WORK TO COMPLETE:
#1 Decide whether each statement agrees with the fracking article, answering yes or no and quoting the words that settle it: (a) Fracking has expanded rapidly in the US in the last few years. (b) The study appeared in the journal Science. (c) The impact of radioactivity in airborne particles has been fully explored.
#2 Please list every number that appears in the fracking article, each with what it counts or measures.
#3 According to the fracking article, why did some communities have radiation levels 40 percent above regular background levels?

GIVEN PASSAGE:
=====

Higher Airborne Radioactivity Detected Near Fracking Sites In The US

Three hydro-fracking derricks sitting on a plain. Jens Lambert/Shutterstock.com

A new report has revealed that in the continental United States, fracking generates an increase in the level of radioactive elements in the air nearby. In particular, the levels for those who lived downwind from fracking sites were significantly higher than normal radiation background levels.

Unconventional oil and natural gas development (UOGD), also known as fracking, has expanded rapidly in the US in the last few years. Though this technique has been associated with negative environmental impacts, the impact of radioactivity in airborne particles has not been fully explored.

According to the study published in Nature Communications, for sites that had 100 wells within 20 kilometers (12 miles) upwind, the increase in beta radiation was about 7 percent over the normal levels. But certain sites had over 500 wells, so those communities experienced levels 40 percent higher than regular background levels.

=====

Stored items:
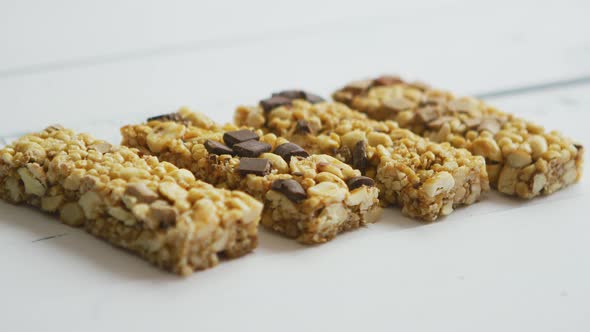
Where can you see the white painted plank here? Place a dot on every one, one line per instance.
(41, 32)
(501, 265)
(480, 54)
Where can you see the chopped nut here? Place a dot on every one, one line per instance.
(32, 185)
(91, 204)
(518, 159)
(491, 125)
(163, 213)
(397, 104)
(375, 138)
(172, 191)
(440, 183)
(427, 114)
(141, 192)
(51, 203)
(102, 147)
(72, 214)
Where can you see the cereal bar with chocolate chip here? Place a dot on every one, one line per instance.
(154, 209)
(523, 159)
(426, 179)
(308, 197)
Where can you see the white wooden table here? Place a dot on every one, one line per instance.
(501, 265)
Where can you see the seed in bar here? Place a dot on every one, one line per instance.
(523, 159)
(426, 179)
(152, 208)
(305, 196)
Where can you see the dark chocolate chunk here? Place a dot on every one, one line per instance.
(313, 98)
(359, 181)
(302, 127)
(217, 148)
(359, 156)
(256, 166)
(251, 148)
(166, 117)
(234, 137)
(288, 150)
(387, 80)
(291, 94)
(273, 102)
(290, 188)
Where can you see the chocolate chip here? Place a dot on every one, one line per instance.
(166, 117)
(288, 150)
(302, 127)
(359, 181)
(234, 137)
(218, 148)
(256, 166)
(387, 80)
(273, 102)
(251, 148)
(359, 156)
(313, 98)
(290, 188)
(291, 94)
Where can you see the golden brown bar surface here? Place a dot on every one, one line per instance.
(310, 198)
(151, 208)
(426, 179)
(523, 159)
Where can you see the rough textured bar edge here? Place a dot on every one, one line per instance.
(523, 159)
(426, 179)
(329, 206)
(151, 208)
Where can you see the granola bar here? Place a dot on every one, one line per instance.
(523, 159)
(151, 208)
(308, 197)
(426, 179)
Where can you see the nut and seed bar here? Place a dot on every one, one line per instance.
(151, 208)
(308, 197)
(523, 159)
(426, 179)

=====

PROBLEM SOLUTIONS:
#1
(a) Yes: "has expanded rapidly in the US in the last few years."
(b) No: "According to the study published in Nature Communications."
(c) No: "the impact of radioactivity in airborne particles has not been fully explored."

#2
- 100: wells
- 20: kilometers
- 12: miles
- 7: percent increase in beta radiation
- 500: wells
- 40: percent above regular background levels

#3 Certain sites had over 500 wells. That is far more than the 100 wells linked to an increase of about 7 percent, so those communities had levels 40 percent higher than regular background.